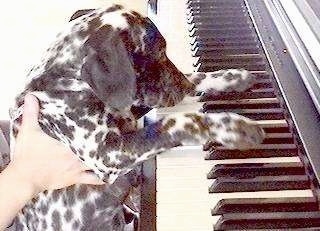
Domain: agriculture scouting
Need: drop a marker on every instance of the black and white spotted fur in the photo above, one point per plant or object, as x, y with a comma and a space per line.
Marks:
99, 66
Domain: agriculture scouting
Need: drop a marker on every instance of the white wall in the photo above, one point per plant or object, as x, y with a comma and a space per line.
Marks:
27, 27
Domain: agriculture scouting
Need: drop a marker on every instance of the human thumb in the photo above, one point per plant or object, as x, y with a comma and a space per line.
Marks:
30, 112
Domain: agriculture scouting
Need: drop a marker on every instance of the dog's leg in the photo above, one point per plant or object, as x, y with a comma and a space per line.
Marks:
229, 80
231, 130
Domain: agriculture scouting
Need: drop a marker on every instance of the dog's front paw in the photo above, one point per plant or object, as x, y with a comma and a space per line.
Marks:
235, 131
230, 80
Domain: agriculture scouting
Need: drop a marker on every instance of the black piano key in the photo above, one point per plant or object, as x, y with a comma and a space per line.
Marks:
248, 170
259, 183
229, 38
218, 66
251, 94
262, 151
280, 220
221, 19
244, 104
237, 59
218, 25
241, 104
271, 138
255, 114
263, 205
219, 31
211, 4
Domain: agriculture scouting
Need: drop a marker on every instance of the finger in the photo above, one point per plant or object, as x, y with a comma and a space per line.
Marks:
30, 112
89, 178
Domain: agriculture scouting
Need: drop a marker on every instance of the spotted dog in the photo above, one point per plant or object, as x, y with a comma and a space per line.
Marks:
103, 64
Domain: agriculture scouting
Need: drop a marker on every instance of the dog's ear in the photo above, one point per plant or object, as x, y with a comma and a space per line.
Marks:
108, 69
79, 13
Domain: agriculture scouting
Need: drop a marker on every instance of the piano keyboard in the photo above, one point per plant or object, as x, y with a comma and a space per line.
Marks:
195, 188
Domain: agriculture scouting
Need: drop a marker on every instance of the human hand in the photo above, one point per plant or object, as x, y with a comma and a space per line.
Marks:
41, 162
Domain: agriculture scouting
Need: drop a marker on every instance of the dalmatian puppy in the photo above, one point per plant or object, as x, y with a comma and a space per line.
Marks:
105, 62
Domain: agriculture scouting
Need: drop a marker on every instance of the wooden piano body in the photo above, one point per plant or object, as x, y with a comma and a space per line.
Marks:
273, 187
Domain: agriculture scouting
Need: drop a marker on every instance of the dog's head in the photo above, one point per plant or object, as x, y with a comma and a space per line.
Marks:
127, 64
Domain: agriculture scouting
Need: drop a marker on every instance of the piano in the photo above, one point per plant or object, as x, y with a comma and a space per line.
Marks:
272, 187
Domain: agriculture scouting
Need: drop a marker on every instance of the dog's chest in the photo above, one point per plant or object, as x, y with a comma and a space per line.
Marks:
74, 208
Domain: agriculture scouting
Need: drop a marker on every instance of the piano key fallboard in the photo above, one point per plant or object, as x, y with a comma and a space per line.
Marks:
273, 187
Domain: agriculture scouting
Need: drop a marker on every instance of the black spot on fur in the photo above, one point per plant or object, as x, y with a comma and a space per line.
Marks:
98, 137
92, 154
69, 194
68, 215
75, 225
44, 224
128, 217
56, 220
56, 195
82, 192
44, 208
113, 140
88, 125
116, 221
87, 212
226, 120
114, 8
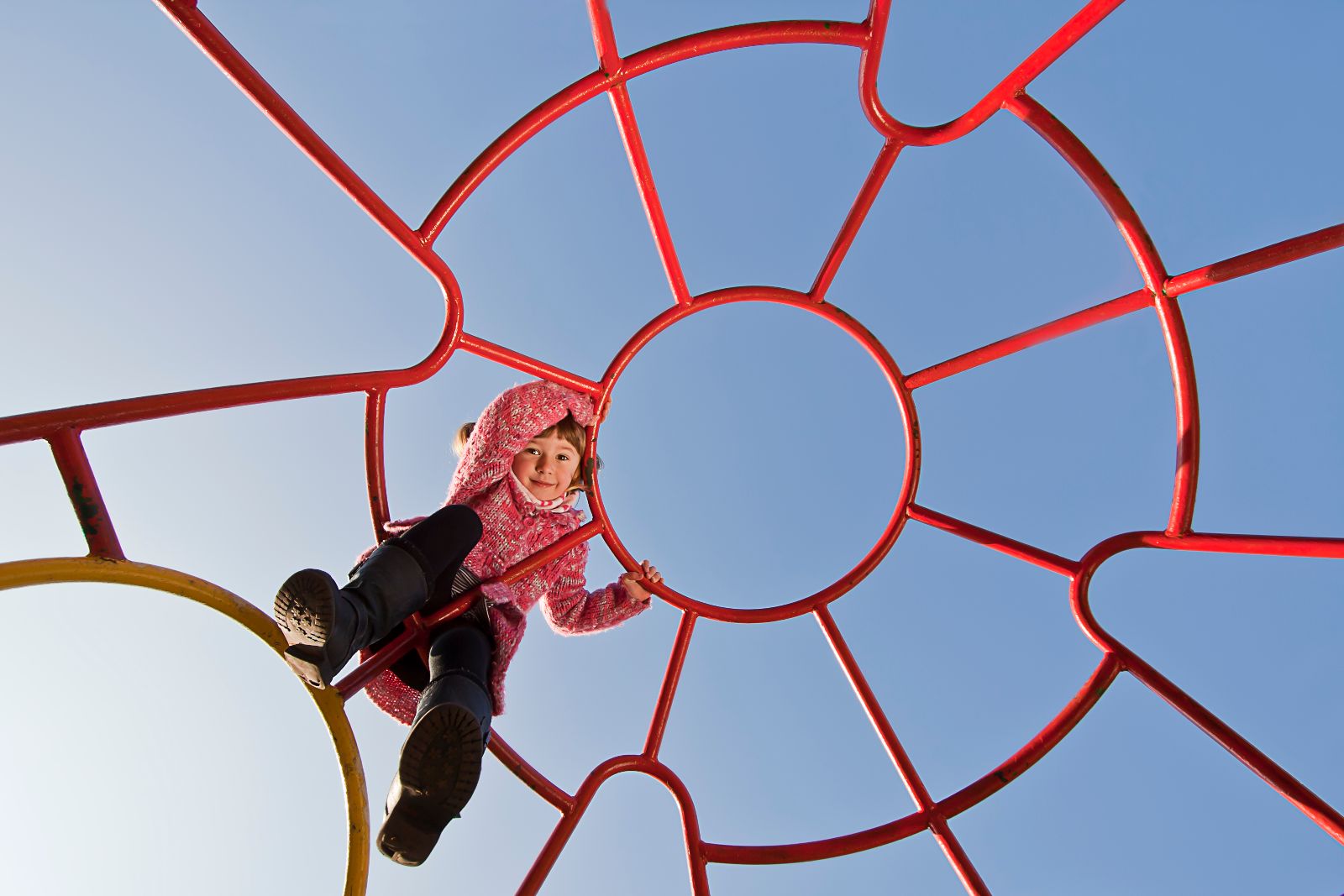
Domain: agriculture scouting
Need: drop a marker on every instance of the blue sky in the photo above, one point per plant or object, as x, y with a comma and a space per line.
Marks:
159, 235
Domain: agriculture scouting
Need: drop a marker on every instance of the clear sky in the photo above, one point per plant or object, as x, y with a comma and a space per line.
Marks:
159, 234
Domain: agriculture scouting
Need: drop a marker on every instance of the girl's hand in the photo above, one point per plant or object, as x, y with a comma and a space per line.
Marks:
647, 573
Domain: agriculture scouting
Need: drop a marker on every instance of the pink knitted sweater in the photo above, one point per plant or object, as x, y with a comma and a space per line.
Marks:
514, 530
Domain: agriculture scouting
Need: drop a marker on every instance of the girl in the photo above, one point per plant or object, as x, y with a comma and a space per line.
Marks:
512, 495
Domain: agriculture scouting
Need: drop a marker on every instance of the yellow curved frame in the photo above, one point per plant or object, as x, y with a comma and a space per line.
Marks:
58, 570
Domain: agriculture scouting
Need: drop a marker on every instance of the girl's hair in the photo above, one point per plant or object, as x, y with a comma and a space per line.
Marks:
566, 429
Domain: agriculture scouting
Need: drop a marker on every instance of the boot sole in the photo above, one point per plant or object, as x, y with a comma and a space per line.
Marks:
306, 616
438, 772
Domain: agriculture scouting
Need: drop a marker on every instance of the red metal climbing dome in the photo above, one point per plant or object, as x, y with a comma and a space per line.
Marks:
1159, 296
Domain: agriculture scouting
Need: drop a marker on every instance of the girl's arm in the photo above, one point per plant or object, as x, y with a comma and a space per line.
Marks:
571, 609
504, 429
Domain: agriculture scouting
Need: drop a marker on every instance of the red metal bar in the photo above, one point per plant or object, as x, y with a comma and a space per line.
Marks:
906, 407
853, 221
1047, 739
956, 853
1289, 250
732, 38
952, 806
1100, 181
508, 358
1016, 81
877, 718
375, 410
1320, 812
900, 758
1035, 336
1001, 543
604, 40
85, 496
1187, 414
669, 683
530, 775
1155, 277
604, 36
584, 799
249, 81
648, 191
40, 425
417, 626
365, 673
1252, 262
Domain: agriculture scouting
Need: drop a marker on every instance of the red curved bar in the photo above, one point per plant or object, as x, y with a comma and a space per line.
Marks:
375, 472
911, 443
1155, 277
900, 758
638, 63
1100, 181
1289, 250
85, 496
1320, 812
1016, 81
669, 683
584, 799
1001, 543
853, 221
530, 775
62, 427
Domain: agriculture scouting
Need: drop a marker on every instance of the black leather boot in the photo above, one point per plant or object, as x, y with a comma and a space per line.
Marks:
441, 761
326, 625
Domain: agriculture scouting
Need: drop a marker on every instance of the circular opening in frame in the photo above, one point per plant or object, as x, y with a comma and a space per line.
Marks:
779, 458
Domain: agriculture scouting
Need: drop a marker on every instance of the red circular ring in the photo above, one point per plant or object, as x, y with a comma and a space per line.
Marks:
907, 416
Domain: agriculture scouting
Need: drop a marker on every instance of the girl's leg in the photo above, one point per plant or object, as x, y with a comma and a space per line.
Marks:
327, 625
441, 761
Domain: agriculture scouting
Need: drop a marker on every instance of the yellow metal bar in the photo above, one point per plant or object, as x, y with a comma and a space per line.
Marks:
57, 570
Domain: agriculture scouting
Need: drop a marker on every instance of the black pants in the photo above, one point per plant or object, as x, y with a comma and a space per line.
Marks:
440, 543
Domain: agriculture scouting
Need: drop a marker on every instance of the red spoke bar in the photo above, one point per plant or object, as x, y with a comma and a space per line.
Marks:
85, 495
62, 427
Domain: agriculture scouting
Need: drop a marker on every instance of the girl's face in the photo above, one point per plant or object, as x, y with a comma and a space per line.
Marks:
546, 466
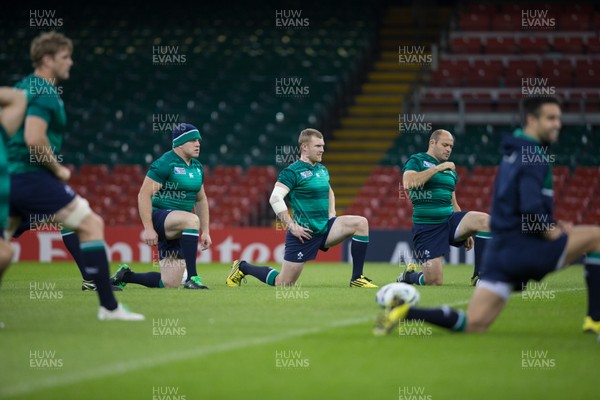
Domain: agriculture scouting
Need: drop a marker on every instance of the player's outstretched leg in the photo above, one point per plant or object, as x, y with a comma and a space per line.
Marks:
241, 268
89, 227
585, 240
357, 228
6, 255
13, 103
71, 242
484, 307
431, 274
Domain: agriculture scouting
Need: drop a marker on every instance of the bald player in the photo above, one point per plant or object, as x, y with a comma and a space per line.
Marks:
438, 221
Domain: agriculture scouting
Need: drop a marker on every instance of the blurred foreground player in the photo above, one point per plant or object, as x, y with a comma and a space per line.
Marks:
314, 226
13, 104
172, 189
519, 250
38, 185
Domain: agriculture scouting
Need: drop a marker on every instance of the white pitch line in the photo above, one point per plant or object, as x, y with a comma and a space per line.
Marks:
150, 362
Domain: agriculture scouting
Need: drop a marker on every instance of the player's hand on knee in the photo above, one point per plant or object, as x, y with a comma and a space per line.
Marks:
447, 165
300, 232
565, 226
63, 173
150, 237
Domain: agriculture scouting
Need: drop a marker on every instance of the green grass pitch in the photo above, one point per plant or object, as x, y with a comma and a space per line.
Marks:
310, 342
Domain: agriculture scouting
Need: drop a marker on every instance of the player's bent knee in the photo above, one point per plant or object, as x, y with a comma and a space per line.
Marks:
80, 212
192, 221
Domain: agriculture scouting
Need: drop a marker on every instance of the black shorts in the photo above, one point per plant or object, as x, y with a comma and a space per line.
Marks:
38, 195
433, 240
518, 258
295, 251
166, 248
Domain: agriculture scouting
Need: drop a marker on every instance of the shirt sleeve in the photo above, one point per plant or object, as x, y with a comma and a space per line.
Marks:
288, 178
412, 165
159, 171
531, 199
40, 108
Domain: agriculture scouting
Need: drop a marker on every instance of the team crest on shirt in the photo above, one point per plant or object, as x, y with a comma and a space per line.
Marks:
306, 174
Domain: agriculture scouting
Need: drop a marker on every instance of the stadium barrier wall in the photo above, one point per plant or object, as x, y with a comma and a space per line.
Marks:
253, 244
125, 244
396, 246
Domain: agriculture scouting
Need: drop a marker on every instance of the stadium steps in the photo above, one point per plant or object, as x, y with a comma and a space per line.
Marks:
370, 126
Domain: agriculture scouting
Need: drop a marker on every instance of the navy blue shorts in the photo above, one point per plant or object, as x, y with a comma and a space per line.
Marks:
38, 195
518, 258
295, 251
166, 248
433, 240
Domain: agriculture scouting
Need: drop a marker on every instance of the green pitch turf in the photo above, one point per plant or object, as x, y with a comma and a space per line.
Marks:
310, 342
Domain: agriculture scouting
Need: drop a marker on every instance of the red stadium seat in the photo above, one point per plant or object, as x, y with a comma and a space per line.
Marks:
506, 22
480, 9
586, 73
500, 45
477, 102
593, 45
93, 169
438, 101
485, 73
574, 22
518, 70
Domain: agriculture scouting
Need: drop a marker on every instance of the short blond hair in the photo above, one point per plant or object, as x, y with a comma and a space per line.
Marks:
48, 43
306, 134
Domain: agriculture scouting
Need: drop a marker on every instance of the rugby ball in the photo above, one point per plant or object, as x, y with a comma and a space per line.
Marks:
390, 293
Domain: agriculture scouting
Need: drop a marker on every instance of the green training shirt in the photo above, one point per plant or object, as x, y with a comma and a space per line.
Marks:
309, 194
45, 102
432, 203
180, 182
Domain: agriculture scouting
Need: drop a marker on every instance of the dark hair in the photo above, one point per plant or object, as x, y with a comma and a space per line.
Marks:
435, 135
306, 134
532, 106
————
▶ **What is asked**
Count the lines above that contain the word "human", matching case exactly, and reply with only the number.

▶ **Answer below**
2